■ **To do**
Could you set out the stretch from the start of the records through the line containing "[834,158,1066,595]" as a numbered list, with blank lines and the pictures left out?
-- START OF Material provided --
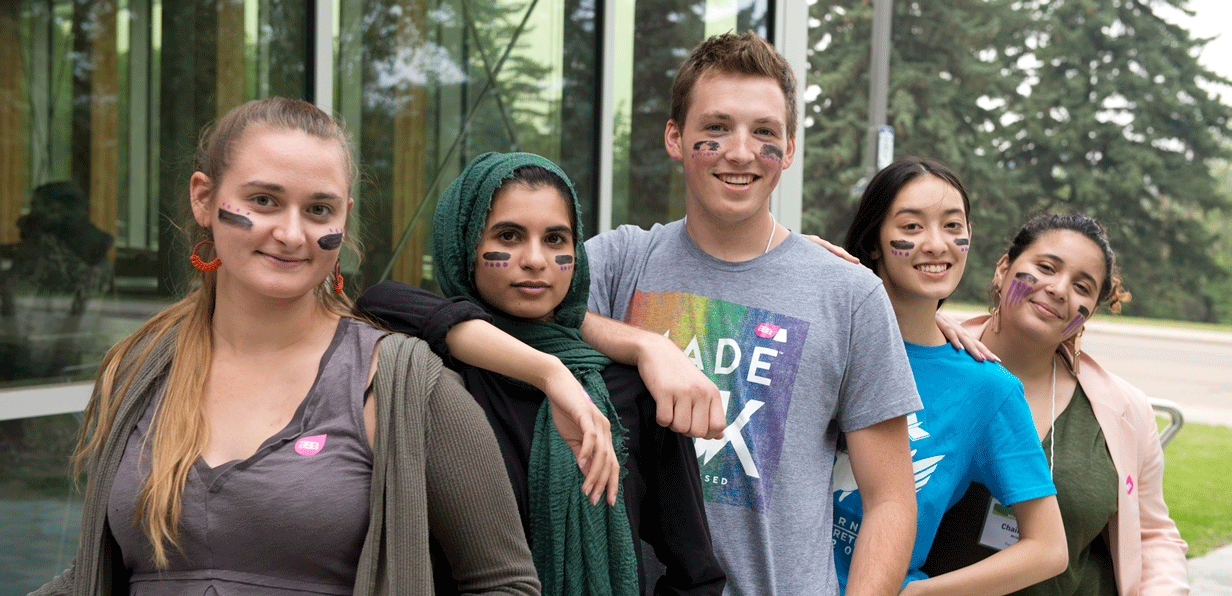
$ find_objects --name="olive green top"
[1015,385,1119,596]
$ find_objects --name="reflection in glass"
[0,414,84,596]
[612,0,772,228]
[0,0,310,388]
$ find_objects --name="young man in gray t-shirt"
[583,32,920,596]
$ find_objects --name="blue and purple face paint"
[761,144,782,164]
[890,240,915,256]
[317,228,342,250]
[1061,304,1090,337]
[218,203,253,232]
[1005,271,1040,307]
[483,252,514,267]
[692,140,718,159]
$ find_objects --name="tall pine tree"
[804,0,1232,319]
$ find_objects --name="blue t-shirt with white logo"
[833,342,1057,590]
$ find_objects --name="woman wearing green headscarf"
[360,153,726,595]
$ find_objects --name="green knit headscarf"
[432,153,639,596]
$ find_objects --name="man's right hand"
[637,332,727,438]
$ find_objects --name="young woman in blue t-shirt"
[834,158,1066,595]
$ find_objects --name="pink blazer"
[962,315,1189,596]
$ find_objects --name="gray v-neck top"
[107,318,386,596]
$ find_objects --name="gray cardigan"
[31,330,540,596]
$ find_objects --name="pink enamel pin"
[753,323,779,340]
[296,435,325,457]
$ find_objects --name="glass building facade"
[0,0,807,586]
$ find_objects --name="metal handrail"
[1148,398,1185,448]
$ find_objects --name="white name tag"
[979,497,1018,550]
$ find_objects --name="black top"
[357,281,726,595]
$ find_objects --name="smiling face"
[664,73,796,227]
[875,175,971,307]
[190,127,351,300]
[474,182,574,320]
[993,229,1104,344]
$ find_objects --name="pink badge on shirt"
[753,323,779,340]
[296,435,325,457]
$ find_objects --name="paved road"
[1083,320,1232,426]
[954,312,1232,432]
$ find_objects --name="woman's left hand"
[802,234,860,265]
[543,366,620,505]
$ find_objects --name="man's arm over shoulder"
[846,416,915,596]
[837,281,922,432]
[586,225,647,316]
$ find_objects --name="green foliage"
[803,0,1232,320]
[1163,424,1232,557]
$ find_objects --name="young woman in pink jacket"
[925,214,1189,596]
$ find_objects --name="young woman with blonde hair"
[34,99,538,595]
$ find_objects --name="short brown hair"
[671,31,796,138]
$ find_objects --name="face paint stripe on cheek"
[1005,278,1035,307]
[692,140,718,158]
[317,228,342,250]
[218,209,253,232]
[1061,304,1090,335]
[483,251,513,267]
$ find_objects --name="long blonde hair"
[74,97,361,569]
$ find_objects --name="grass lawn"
[1163,424,1232,557]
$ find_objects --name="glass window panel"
[0,414,85,596]
[0,0,310,388]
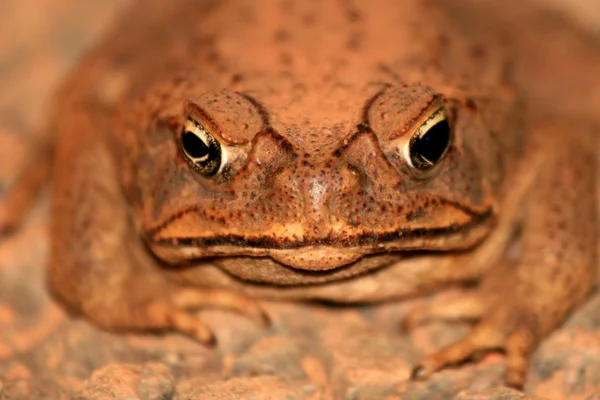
-- END OF Material provided --
■ **Worked solution**
1. $ find_objects --name="olive green top"
2. [1015,385,1119,596]
3. $ find_objects --name="reflection in glass"
4. [0,414,84,596]
5. [612,0,772,228]
6. [0,0,310,388]
7. $ find_objects --name="young man in gray t-shirt"
8. [583,32,920,596]
9. $ find_objects --name="blue and purple face paint"
10. [761,144,782,164]
11. [890,240,915,256]
12. [317,228,342,250]
13. [1061,304,1090,337]
14. [218,203,253,232]
15. [1005,271,1040,307]
16. [483,252,514,267]
17. [692,140,718,159]
18. $ find_objects --name="tall pine tree"
19. [804,0,1232,319]
20. $ find_objects --name="blue t-shirt with white logo"
21. [833,342,1057,590]
22. $ find_objects --name="woman wearing green headscarf"
23. [360,153,726,595]
24. $ find_objects --name="green knit headscarf"
25. [432,153,639,596]
26. $ find_objects --name="man's right hand"
27. [637,332,727,438]
28. $ find_objects --name="young woman in blue t-shirt"
29. [834,158,1066,595]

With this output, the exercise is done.